* CONSEGNA:
Riscrivete per intero il materiale che segue sostituendo "shrub" con "bush" e lasciando invariato tutto il resto.

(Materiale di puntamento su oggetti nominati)
______
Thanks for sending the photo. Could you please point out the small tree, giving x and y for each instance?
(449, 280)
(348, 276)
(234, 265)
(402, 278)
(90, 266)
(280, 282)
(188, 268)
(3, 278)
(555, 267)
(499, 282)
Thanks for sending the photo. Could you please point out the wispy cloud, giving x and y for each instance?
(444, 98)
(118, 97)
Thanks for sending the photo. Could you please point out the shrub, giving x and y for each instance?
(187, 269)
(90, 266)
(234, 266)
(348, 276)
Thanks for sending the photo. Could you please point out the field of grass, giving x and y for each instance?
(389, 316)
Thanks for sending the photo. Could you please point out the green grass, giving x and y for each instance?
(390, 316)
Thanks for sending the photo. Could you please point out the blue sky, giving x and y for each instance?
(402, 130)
______
* SOLUZIONE SVOLTA:
Thanks for sending the photo. Could you please point out the small tree, giving x and y for each instance?
(449, 280)
(348, 276)
(234, 265)
(402, 278)
(90, 266)
(280, 282)
(188, 268)
(3, 278)
(555, 267)
(499, 282)
Thanks for sending the photo. Could you please point out the wispy cloud, giving x and y for each instance?
(444, 98)
(118, 97)
Thanks for sending the photo. Could you please point out the bush, giving x and y for each instance?
(187, 269)
(90, 266)
(234, 266)
(348, 276)
Thanks for sending the photo. Could you please point out the field of grass, giving x and y for each instance?
(389, 316)
Thanks for sending the photo. Could you please point out the green grass, giving x and y for each instance?
(390, 316)
Thanks for sending the photo. Could you please point out the blue sky, giving x and y for each instance?
(402, 130)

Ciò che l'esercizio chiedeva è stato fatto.